Objetivo del ejercicio: Según el extracto del documento, ¿con qué nombre se conoce el conjunto arqueológico de Karon?

Todo mundo tiene miedo de hablar, en un estado represivo y autoritario es la norma, a pesar de ello, la verdad siempre se abre camino, incluso aquí, en el techo del mundo. Dicen en Roshan que una desgraciada señora se dejó morir de la pena hace un par de días, tras perder a su único hijo en la matanza de aquella jornada y no lograr enterrar su cuerpo acribillado, que fue tirado a las revueltas aguas del río por las fuerzas especiales denominadas antiterroristas por el gobierno central.
“Nadie nos oye, nadie puede escucharnos” murmura un orgulloso pamir de cejas entrelazadas con elegancia y cautivadores ojos que estriban entre el verde olivo y el gris granito, a las puertas de la casa de huéspedes donde pernocto. La luna está casi llena y he de irme a dormir, aunque sin conciliar el sueño. Mañana emprendo una ruta de senderismo por el valle de Bartang y toca ascender una docena de kilómetros montaña arriba. Habituarse a estas alturas toma tiempo para quien viene del nivel del mar, se entrecorta la respiración, sangra la nariz, prevalecen las pesadillas.
El mundo no es nada más que viento y fábula.
Abu Abdollah Djafar ibn Mohammed, Rudaki (859 – 940/41 d.C.)
“Que las constelaciones de la Vía Láctea semejen la secuenciación de nuestro ADN no es fortuito, estamos hechos de polvo de estrellas”, dice Nuredín. Nos encontramos al interior de lo que se cree fue un observatorio medieval, los restos de vasijas y pipas de barro, numeradas y clasificadas en alfabeto cirílico se confunden con pedazos de cerámica que muestra dejos de pintura azul y trozos de lapislázuli. La voz de Nuredín es poesía pura, ni la traducción borra su melódica narrativa. El hombre de 70 años porta largas barbas blancas y cofia a tono, es un campesino apasionado de su tierra, pero también de su encargo, desde que se descubriese a mediados del 2012, es el guardián del conjunto arqueológico de Karon, conocido como el Machu Pichu de Tayikistán.
Convocado por las autoridades tayikas hace casi una década, el arqueólogo Yusufsho Yukubov se topó con lo que todos los que ejercen su profesión sueñan, una ciudad perdida en pleno siglo XXI. Desde entonces, cada verano, cuando las nieves desaparecen, trabaja en las excavaciones de este vasto complejo situado en lo alto de una colina coronada por una meseta, abrazada por el río Panj y con vistas, a ambos lados, de la cercana Afganistán. La estructura más antigua del complejo, que se presume data de hace 4,500 años, es un templo zoroastrista dedicado al agua, el único en su tipo de toda Asia Central. Ahí, los seguidores de Zoroastro, que aún suman en la región más de 100,000, de acuerdo con las estimaciones más alentadoras, realizaban baños rituales en una alberca de agua glacial y sangre de animales recién sacrificados. Nuredín coloca en la palma de mi mano un cuarzo y cierra mi puño con las suyas. “Siente la energía”, dice cerrando los ojos, “es la misma que la de hace miles de años”.

Bloque de datos:
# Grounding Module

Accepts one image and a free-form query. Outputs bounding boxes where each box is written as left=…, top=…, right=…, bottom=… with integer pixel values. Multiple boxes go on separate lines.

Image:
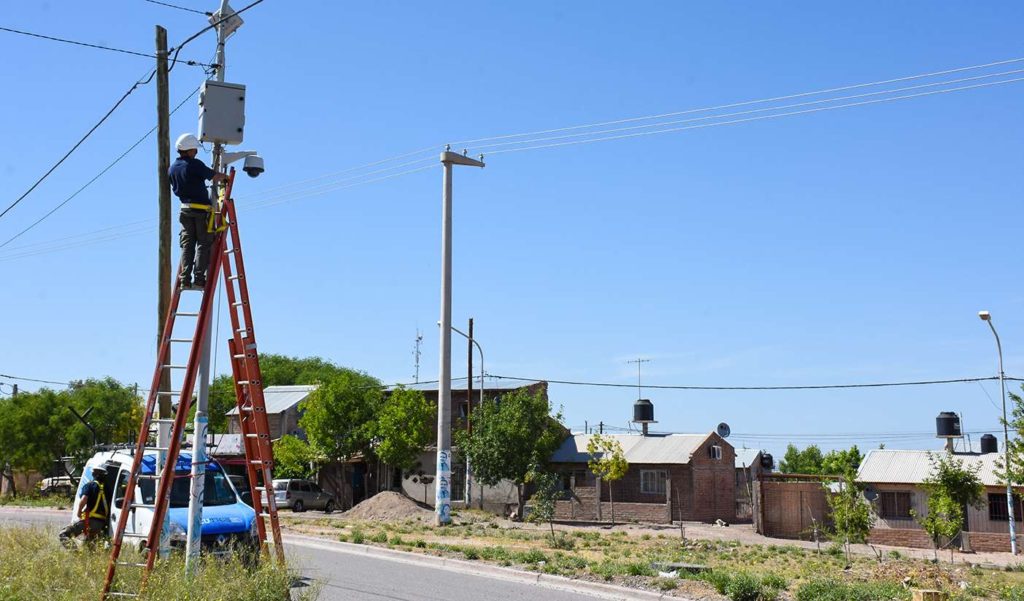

Respuesta escrita: Se le conoce como el Machu Pichu de Tayikistán.